Please revise the items below so that every "innermost point" reads "central point" instead, leaving everything else unchanged.
** Start **
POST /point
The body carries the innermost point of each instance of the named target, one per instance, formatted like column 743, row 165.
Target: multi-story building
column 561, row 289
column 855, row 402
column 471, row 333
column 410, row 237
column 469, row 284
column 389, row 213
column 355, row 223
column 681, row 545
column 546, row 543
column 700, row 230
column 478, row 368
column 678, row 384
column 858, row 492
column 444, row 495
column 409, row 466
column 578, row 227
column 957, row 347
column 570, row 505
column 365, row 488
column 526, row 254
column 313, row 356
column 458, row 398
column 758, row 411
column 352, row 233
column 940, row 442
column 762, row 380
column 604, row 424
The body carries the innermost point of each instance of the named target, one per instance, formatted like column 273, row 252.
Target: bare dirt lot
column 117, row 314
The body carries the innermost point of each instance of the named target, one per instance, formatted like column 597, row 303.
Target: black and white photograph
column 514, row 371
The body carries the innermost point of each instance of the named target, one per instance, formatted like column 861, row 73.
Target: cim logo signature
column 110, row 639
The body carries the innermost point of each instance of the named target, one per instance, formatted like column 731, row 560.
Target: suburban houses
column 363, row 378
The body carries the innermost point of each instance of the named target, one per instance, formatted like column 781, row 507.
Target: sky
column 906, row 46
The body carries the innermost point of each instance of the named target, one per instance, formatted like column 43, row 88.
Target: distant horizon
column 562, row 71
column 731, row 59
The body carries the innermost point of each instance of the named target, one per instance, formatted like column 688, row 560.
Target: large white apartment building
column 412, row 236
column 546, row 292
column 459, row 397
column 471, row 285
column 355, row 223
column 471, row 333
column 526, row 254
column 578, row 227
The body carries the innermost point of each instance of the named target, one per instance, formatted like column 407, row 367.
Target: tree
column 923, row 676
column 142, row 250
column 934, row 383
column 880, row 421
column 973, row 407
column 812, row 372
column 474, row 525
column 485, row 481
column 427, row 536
** End **
# [Correct answer]
POST /point
The body carries the central point of each instance of the named target, one per instance, formatted like column 743, row 165.
Target: multi-story building
column 561, row 289
column 855, row 402
column 471, row 333
column 410, row 237
column 469, row 284
column 389, row 213
column 355, row 223
column 681, row 545
column 546, row 543
column 700, row 230
column 478, row 368
column 678, row 384
column 858, row 492
column 444, row 495
column 409, row 466
column 578, row 227
column 957, row 347
column 570, row 505
column 365, row 488
column 526, row 254
column 313, row 356
column 458, row 398
column 758, row 411
column 352, row 233
column 940, row 442
column 762, row 380
column 604, row 424
The body carries the central point of each instance of the named target, one per instance, formatted like column 273, row 252.
Target: bare dirt lot
column 117, row 314
The body carries the central point of each instance of the named target, one per instance, formatted like column 597, row 303.
Target: black and white photograph
column 514, row 371
The body carries the central point of each instance of the named target, one per instance, formatted like column 861, row 73.
Target: cim logo signature
column 110, row 639
The body carries the central point of each instance of the named target, one per instance, formatted like column 731, row 560.
Target: suburban houses
column 363, row 378
The body carries the central point of each instance of the named target, one per instance, formatted like column 781, row 507.
Target: sky
column 906, row 46
The body carries the central point of each instance of the named target, one per instance, formatted like column 43, row 88.
Target: distant horizon
column 562, row 71
column 731, row 59
The body carries the central point of each instance of the named target, one per instance, formatted like column 688, row 560.
Target: large white apartment building
column 412, row 236
column 546, row 292
column 459, row 397
column 471, row 285
column 355, row 223
column 471, row 333
column 526, row 254
column 578, row 227
The body carries the central point of each instance of the named target, one per instance, formatted like column 407, row 367.
Target: tree
column 923, row 676
column 142, row 250
column 934, row 383
column 880, row 421
column 973, row 407
column 812, row 372
column 474, row 525
column 485, row 481
column 427, row 536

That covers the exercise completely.